> Task
Can you update the records from their start through the line containing "277L389 298L392 307L404" by replacing "rough mask" with "coarse mask" and leaving everything else unchanged? Return only those lines, without the pictures.

* * * * * * * * *

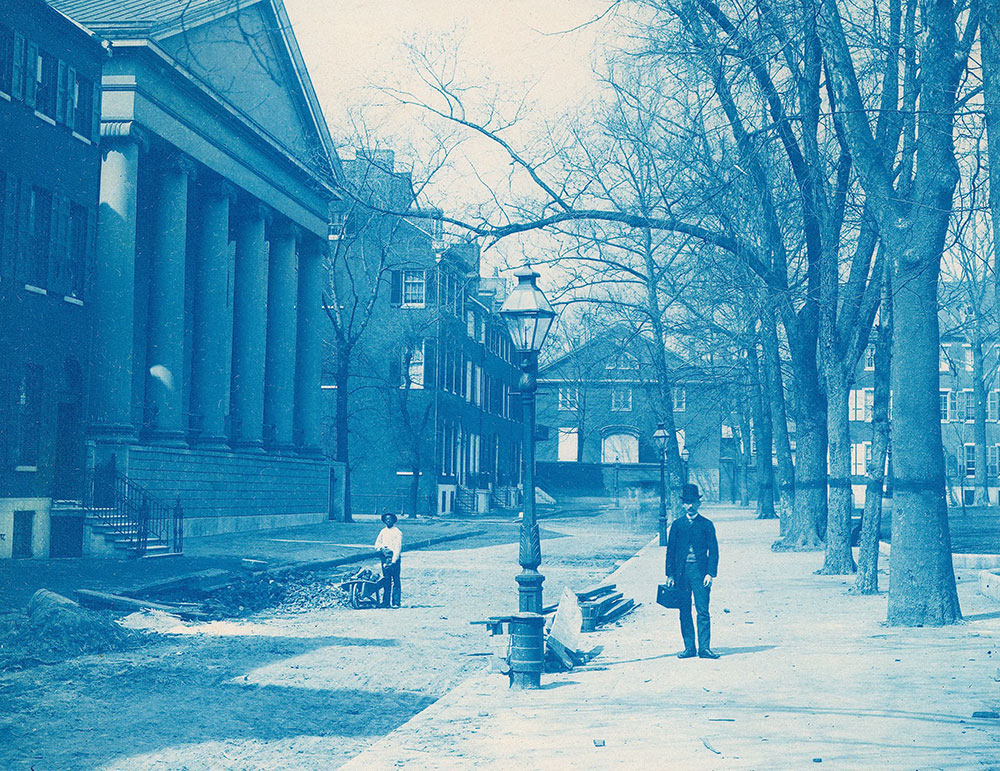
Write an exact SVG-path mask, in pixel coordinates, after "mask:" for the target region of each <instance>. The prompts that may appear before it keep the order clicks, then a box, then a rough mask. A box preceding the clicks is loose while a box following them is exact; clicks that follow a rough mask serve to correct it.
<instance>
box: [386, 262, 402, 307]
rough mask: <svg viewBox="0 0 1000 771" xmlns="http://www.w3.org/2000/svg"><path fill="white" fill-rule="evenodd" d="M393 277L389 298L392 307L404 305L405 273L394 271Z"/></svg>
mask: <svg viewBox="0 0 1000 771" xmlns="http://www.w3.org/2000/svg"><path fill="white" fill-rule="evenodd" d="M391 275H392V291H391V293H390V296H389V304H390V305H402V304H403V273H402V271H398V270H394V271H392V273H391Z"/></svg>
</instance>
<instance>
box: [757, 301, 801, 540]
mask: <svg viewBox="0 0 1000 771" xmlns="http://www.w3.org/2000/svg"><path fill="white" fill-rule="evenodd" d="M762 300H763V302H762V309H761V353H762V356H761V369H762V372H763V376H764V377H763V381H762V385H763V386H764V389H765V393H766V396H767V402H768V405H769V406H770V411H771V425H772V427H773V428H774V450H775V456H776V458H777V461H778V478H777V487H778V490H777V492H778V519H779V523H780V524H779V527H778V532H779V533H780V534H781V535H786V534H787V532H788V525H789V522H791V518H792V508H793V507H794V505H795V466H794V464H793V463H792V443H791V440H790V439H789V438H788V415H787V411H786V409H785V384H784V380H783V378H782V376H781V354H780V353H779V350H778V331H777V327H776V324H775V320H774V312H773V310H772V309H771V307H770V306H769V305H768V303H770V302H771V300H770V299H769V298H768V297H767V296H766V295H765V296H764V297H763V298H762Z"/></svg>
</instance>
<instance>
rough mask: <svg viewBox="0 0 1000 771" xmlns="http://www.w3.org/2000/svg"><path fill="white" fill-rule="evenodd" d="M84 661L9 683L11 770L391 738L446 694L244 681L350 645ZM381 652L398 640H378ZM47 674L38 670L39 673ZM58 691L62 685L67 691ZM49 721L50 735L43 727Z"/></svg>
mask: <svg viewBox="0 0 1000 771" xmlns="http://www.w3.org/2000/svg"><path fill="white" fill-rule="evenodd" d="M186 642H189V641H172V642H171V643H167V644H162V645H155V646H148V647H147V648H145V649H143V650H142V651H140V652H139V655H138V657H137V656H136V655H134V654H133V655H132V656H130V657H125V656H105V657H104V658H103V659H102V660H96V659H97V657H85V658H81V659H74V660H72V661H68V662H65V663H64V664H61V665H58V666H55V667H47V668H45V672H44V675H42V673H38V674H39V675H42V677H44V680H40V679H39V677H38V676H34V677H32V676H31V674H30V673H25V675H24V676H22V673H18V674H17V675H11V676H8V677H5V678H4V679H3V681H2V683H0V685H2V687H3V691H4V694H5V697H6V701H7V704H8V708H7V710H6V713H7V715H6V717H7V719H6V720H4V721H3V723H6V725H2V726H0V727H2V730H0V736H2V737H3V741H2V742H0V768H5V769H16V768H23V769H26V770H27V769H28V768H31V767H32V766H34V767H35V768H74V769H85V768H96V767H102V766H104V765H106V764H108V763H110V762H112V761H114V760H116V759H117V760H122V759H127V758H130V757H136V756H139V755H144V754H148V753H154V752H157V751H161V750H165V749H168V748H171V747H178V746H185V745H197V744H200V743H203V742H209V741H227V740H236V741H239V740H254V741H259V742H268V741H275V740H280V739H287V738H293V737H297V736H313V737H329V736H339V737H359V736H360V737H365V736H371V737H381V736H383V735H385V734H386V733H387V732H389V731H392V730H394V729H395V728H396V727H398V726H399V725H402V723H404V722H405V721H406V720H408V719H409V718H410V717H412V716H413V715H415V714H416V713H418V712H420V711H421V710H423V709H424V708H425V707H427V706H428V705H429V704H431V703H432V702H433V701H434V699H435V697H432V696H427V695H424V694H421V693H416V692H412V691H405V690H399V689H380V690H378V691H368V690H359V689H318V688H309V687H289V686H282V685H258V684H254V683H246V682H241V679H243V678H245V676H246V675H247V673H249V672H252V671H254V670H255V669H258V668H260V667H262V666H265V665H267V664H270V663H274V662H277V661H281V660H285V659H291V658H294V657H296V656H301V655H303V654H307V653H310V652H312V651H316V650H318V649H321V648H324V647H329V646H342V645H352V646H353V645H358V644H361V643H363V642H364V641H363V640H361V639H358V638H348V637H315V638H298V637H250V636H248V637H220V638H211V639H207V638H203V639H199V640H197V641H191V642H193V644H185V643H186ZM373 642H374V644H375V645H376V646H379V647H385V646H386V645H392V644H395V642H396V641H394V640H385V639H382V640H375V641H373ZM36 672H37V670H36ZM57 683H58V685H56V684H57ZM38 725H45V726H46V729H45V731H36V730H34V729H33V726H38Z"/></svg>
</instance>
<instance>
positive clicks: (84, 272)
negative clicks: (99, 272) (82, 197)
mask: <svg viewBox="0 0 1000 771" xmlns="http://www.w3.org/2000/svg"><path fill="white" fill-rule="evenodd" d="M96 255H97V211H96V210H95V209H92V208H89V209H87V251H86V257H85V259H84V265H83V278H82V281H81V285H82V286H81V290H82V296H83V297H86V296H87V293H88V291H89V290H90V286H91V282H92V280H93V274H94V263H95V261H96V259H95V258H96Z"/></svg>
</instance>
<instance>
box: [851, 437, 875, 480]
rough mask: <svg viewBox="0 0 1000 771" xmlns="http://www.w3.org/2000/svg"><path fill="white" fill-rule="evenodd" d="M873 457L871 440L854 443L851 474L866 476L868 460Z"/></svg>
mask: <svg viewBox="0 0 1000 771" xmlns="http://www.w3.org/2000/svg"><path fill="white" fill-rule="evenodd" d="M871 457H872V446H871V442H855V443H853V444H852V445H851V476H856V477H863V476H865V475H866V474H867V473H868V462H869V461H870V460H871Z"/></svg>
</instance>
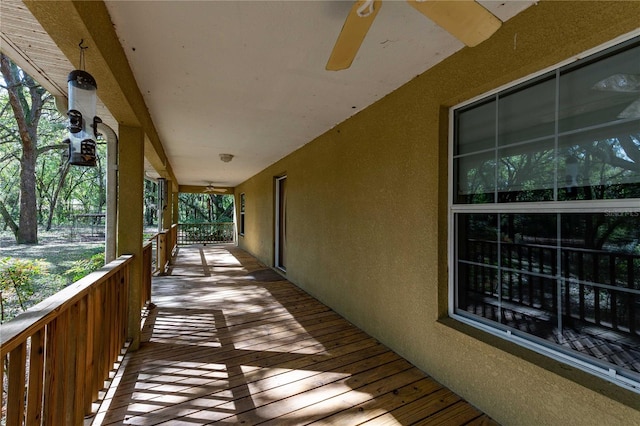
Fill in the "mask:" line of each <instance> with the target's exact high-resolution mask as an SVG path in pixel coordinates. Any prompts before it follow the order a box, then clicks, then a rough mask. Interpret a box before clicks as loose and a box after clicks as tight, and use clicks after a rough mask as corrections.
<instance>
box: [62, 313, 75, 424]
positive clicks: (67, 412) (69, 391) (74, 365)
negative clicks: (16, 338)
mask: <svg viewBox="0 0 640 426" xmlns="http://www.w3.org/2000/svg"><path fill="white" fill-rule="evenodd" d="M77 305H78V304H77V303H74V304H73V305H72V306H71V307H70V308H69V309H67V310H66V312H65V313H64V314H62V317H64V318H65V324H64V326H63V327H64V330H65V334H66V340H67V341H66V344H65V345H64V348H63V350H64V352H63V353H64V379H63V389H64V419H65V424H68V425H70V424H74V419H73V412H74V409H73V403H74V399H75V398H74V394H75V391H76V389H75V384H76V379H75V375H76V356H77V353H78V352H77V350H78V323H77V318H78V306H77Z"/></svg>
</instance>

* * * * * * * * *

> Completed task
Write an exact SVG-path mask, in pixel coordinates, after "mask:" for the target region of each <instance>. The prompts that may appear before it keep the order clicks, then a box, then a coarse mask. A box preceding the clicks is loose while a box following them is exact; clicks that follow a coarse mask serve to correct it.
<instance>
box: [386, 262, 402, 307]
coarse mask: <svg viewBox="0 0 1000 771" xmlns="http://www.w3.org/2000/svg"><path fill="white" fill-rule="evenodd" d="M393 277L389 298L392 307L404 305L405 273L394 271Z"/></svg>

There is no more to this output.